| WORK INSTRUCTIONS |
**A.** Answer these questions from the passage about the bicycle trip, one answer per line, marked the same way:
(i) Who did the writer hold an in-conversation session with, and at what event?
(ii) What was the Avon Gorge once a place of?
(iii) According to the sign by the Prince of Wales Bridge, how many vehicles cross it each year?
**B.** Pull out every line of the rows that contains the string "body".

| DOCUMENT SEGMENT |

-----

But first, since it’s kind of a propos, some brief remarks on the trip I took last week, which involved me bicycling from Frome to Chepstow and back, among other things for an enjoyable in-conversation session with eco-philosopher and activist Rupert Read at the Green Gathering (a recording of most of it is here).
Much of the southern part of my route followed leafy cycle tracks repurposed from disused railways, flanked by large arable fields. Then a ride through central Bristol, swerving to miss a strung-out drug user sprawling on the track, took me onto another leafy cycleway through the Avon Gorge – once a place of heavy industry and shipping, but now far too small for the modern incarnations of those trades.
I crossed the Avon on a bridge I shared with the M5 – the first of several motorways entwining my route. These roads feel calm enough when you’re inside a car, but coming suddenly upon them on my bicycle I was shocked every time by the volume of traffic, its furious speed and sound, and the concrete-intensive brutalism of all this inter-city hurry. A sign by the Prince of Wales Bridge later in my trip reported that 25 million vehicles cross it annually. That’s a lot of kinetic energy to pack into three miles of road.

-----

| STORED ROWS |
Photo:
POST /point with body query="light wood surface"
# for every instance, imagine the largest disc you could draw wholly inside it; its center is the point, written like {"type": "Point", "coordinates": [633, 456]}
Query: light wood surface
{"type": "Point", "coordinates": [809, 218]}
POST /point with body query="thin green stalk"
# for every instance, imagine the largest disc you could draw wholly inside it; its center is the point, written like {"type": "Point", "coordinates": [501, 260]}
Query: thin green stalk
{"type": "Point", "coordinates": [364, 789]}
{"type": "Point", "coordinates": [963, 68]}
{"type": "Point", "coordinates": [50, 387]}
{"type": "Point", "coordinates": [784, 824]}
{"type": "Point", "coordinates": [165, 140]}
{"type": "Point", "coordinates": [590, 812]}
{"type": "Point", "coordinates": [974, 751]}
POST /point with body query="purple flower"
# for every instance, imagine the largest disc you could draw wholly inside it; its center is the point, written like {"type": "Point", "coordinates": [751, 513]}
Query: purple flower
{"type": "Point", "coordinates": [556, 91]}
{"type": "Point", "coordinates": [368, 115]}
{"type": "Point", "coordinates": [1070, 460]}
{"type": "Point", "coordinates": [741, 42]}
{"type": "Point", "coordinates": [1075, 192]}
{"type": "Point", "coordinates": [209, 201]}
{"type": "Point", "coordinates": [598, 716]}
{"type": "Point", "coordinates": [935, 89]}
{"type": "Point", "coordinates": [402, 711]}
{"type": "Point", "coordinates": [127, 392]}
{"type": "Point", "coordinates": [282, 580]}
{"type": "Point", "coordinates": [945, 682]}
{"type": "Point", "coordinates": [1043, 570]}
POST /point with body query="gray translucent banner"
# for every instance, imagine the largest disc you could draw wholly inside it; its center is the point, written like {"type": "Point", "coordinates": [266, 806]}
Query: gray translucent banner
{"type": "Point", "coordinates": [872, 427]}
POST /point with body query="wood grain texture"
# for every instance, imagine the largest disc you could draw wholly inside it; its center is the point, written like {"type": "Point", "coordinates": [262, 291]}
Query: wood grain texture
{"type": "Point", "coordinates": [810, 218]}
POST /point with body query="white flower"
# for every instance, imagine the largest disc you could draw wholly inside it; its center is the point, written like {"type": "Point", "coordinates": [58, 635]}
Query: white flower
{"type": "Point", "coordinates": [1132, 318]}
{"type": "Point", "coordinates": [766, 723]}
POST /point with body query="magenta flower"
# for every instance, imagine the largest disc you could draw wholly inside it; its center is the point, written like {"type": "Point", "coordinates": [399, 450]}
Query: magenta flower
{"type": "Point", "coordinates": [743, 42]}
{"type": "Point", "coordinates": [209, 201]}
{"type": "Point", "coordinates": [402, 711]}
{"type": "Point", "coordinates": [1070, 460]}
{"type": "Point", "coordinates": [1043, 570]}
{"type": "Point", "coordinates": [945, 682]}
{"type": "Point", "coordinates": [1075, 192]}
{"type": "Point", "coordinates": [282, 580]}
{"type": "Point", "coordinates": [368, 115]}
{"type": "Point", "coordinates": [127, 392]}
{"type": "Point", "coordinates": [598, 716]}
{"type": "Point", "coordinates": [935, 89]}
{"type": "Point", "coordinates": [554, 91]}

-----

| ANSWERS FOR THE EXERCISE |
**A.**
(i) Eco-philosopher and activist Rupert Read, at the Green Gathering.
(ii) Heavy industry and shipping.
(iii) 25 million.

**B.**
POST /point with body query="light wood surface"
POST /point with body query="thin green stalk"
POST /point with body query="purple flower"
POST /point with body query="gray translucent banner"
POST /point with body query="wood grain texture"
POST /point with body query="white flower"
POST /point with body query="magenta flower"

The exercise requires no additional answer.